** Set problem **
Return every record below exactly as written, omitting any pictures.

** Photo object pointing records **
○ ○ ○ ○ ○ ○ ○

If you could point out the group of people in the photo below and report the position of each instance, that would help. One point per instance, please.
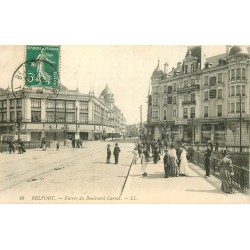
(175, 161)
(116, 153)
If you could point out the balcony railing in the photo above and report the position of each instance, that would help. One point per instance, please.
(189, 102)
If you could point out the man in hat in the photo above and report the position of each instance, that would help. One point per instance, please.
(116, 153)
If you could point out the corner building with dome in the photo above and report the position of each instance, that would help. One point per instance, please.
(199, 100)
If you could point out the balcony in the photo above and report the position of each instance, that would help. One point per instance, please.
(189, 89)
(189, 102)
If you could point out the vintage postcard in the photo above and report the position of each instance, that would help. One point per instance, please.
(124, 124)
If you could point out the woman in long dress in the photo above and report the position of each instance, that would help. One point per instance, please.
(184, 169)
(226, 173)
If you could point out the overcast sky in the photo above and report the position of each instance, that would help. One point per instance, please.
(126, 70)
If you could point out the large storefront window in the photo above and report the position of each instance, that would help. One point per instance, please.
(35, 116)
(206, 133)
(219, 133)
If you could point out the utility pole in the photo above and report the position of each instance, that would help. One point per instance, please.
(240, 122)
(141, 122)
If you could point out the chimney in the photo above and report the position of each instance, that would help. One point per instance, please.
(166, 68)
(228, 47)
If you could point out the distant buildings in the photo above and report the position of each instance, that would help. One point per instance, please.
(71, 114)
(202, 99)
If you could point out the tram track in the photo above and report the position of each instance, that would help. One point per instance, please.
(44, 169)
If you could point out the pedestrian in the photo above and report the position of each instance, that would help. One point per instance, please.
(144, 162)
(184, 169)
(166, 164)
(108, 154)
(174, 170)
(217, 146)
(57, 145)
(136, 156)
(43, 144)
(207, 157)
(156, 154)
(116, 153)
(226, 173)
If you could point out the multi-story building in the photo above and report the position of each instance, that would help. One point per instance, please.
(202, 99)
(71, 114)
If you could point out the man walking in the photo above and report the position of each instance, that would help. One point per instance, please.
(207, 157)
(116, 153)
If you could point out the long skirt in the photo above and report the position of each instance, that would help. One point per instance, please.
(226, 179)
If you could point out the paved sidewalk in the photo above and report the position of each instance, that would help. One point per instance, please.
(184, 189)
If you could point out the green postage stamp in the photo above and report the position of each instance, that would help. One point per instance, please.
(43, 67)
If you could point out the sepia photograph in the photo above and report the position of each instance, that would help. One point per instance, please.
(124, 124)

○ ○ ○ ○ ○ ○ ○

** Final result **
If you could point out the group of people in the photo below and report the position of each instance, that would help. One point per instance, please.
(175, 161)
(116, 153)
If you could point out the balcony railing in the photo above and report the position of each instance, that would help. One point per instance, please.
(189, 102)
If you could point out the man in hat in the photo above and report the position of each instance, that would help. One point per instance, please.
(116, 153)
If you could point out the corner building with dome in the photo above and report the position of each instance, that would help. One point per instance, please.
(199, 100)
If you could point out the balcony in the photo above and report the position of each instance, that would help. One point per instance, please.
(189, 89)
(189, 102)
If you could point out the vintage postcard in the photo above and report the position of each instance, that would help. One point per instance, please.
(124, 124)
If you could point out the woman in long dress in the photo above and report the position of each instance, that would help. One point per instance, please.
(184, 169)
(226, 173)
If you could point out the overcast sky in the photo above and report the position of each instance, that would help. One point per instance, please.
(126, 70)
If you could point out the large storefront window in the photo above and report the position of each instance, that would help. One point per instance, please.
(35, 116)
(206, 133)
(219, 133)
If you could point out the utility pole in the photo above and report the position of each instance, that would help. One point per instance, please.
(240, 122)
(141, 122)
If you could point out the chimney in the photo above and report the position of each instance, that would help. One point per instance, please.
(166, 68)
(228, 47)
If you could point out the distant buildings in the photo above and report the position of each instance, that would help. One point per instance, please.
(71, 114)
(202, 99)
If you could point out the tram track in the photo above and report the position of each instance, that would help. One point per instance, please.
(44, 169)
If you could point out the pedestrian in the photo above and report the position of each instance, that would help. One point per instance, please.
(144, 162)
(184, 169)
(166, 164)
(108, 154)
(174, 170)
(217, 146)
(57, 145)
(136, 156)
(43, 144)
(207, 157)
(156, 154)
(116, 153)
(226, 173)
If you could point out the multi-story building in the photo above and report the position of each instance, that would help. One point per instance, please.
(202, 99)
(71, 114)
If you could point out the man walking in the photo above and report the position of each instance, that would help. One point per instance, please.
(207, 157)
(116, 153)
If you could point out the long skirt in the photo above and report the position of each instance, that would help. One point per instance, please.
(226, 179)
If you could point out the paved sidewalk in the photo above and report the position of each instance, that would help. One point per instance, please.
(184, 189)
If you could point out the green postage stamp in the photo above and report the position of each instance, that would help. One point per instance, please.
(43, 67)
If you could point out the sepia photograph in the photo above and report the position of each instance, that would help. One point per instance, please.
(124, 124)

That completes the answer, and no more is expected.